Extracted text:
━━━━━━━━━━━━━━━━━━━━
I've always hated iTunes so I don't use it much more than to sync my iphone for updates and to manage music on the phone.  Foobar2000 is a nice player once you overcome the customization learning curve, and there are some nice configurations contributed by people out there that make it very usable and visually pleasing.


----------



## FredrikT92

Ive gone from winamp Pro with Wasapi plugin to AIMP3. I dont know if its placebo, but I belive that AIMP3 sounds a little better. Little more clear and "natural".
  I cant get foobar2000 to work with wasapi plugin, but foobar also sounded better then winamp


----------



## wenyuanalive

I am using foobar 2000 and it's great. It supports almost all lossless formats but for ape you may need to do download some file first.


----------



## swspiers

I just converted to JRiver from Media Monkey.  Maybe it's just me, but I find it extremely easy to use and flexible.  It just feels like a more polished product


----------



## Jiffy Squid

On my MacBook Air, I generally just use iTunes, but I'll switch to Decibel when playing 24/96 content. On my PC, I use Foobar.
━━━━━━━━━━━━━━━━━━━━
Prompt 1: From the music player thread, reproduce word for word the stretch from "I cant get foobar2000" through "some file first.".
Prompt 2: In the music player thread, which program did swspiers switch away from when moving to JRiver?
Prompt 3: List every music player program named in the music player thread.

Data:
━━━━━━━━━━━━━━━━━━━━
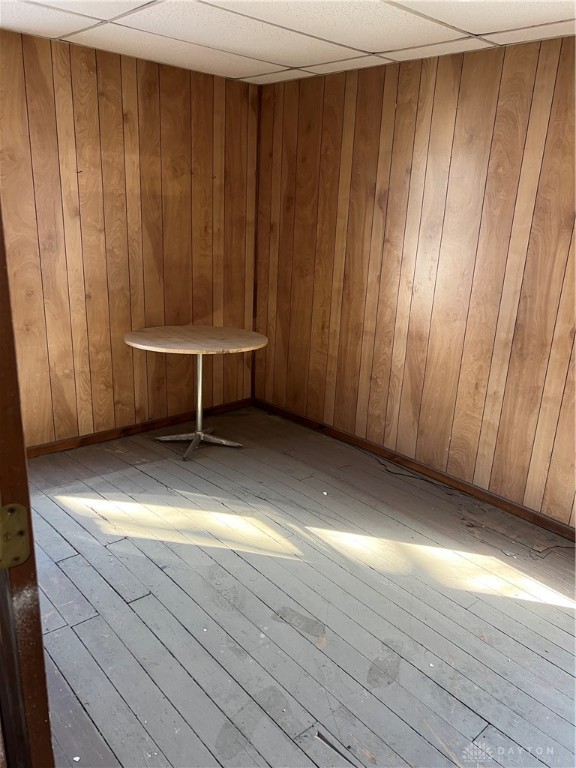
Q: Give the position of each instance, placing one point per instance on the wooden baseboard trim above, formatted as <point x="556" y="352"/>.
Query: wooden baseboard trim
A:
<point x="132" y="429"/>
<point x="530" y="515"/>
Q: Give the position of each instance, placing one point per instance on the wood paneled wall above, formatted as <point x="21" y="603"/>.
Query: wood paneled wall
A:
<point x="415" y="262"/>
<point x="128" y="191"/>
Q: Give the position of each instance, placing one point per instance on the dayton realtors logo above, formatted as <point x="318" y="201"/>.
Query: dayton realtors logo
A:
<point x="476" y="754"/>
<point x="480" y="755"/>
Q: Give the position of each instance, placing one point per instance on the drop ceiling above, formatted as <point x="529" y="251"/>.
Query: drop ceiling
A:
<point x="267" y="41"/>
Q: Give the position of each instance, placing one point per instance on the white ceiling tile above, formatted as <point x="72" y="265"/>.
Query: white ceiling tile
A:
<point x="133" y="42"/>
<point x="362" y="62"/>
<point x="561" y="29"/>
<point x="483" y="16"/>
<point x="455" y="46"/>
<point x="216" y="28"/>
<point x="278" y="77"/>
<point x="98" y="9"/>
<point x="37" y="20"/>
<point x="367" y="25"/>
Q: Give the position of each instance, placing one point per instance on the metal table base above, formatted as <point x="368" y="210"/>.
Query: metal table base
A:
<point x="199" y="435"/>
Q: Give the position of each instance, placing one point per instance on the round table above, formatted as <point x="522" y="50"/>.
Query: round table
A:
<point x="196" y="340"/>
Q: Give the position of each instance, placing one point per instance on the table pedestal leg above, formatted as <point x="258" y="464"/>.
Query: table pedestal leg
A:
<point x="199" y="435"/>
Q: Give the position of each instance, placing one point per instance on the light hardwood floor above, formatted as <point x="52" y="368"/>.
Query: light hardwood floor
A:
<point x="295" y="603"/>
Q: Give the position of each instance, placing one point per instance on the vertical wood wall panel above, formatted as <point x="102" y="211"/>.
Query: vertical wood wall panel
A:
<point x="305" y="221"/>
<point x="126" y="203"/>
<point x="72" y="233"/>
<point x="21" y="236"/>
<point x="89" y="170"/>
<point x="433" y="207"/>
<point x="442" y="304"/>
<point x="358" y="235"/>
<point x="176" y="144"/>
<point x="392" y="247"/>
<point x="115" y="218"/>
<point x="48" y="199"/>
<point x="508" y="142"/>
<point x="202" y="151"/>
<point x="466" y="187"/>
<point x="544" y="274"/>
<point x="332" y="120"/>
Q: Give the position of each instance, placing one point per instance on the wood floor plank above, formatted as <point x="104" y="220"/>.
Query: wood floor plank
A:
<point x="300" y="588"/>
<point x="124" y="733"/>
<point x="253" y="714"/>
<point x="165" y="724"/>
<point x="294" y="681"/>
<point x="71" y="726"/>
<point x="62" y="593"/>
<point x="494" y="661"/>
<point x="51" y="618"/>
<point x="51" y="541"/>
<point x="215" y="740"/>
<point x="90" y="548"/>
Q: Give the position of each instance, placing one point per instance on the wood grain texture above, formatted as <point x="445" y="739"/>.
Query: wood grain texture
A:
<point x="559" y="493"/>
<point x="115" y="226"/>
<point x="176" y="146"/>
<point x="521" y="227"/>
<point x="358" y="236"/>
<point x="392" y="246"/>
<point x="544" y="274"/>
<point x="305" y="221"/>
<point x="441" y="246"/>
<point x="508" y="142"/>
<point x="466" y="187"/>
<point x="46" y="178"/>
<point x="116" y="216"/>
<point x="21" y="237"/>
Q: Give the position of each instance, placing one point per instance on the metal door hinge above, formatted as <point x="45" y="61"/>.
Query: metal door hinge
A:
<point x="14" y="536"/>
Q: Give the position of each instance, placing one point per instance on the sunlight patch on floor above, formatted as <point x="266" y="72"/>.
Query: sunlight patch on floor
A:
<point x="203" y="528"/>
<point x="454" y="569"/>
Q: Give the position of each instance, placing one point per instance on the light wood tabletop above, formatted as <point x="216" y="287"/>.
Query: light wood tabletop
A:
<point x="195" y="340"/>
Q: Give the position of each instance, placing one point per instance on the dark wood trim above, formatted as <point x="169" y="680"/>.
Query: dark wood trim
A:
<point x="471" y="490"/>
<point x="23" y="694"/>
<point x="133" y="429"/>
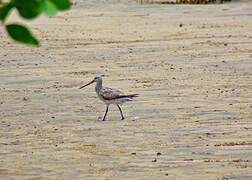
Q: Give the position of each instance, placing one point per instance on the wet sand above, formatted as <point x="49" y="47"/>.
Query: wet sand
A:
<point x="190" y="64"/>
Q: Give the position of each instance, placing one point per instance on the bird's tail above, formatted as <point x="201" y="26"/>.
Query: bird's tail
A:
<point x="131" y="96"/>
━━━━━━━━━━━━━━━━━━━━
Correct answer 1:
I cant get foobar2000 to work with wasapi plugin, but foobar also sounded better then winamp


----------



## wenyuanalive

I am using foobar 2000 and it's great. It supports almost all lossless formats but for ape you may need to do download some file first.

Correct answer 2: Media Monkey

Correct answer 3: iTunes, Foobar2000, Winamp Pro, AIMP3, JRiver, Media Monkey, Decibel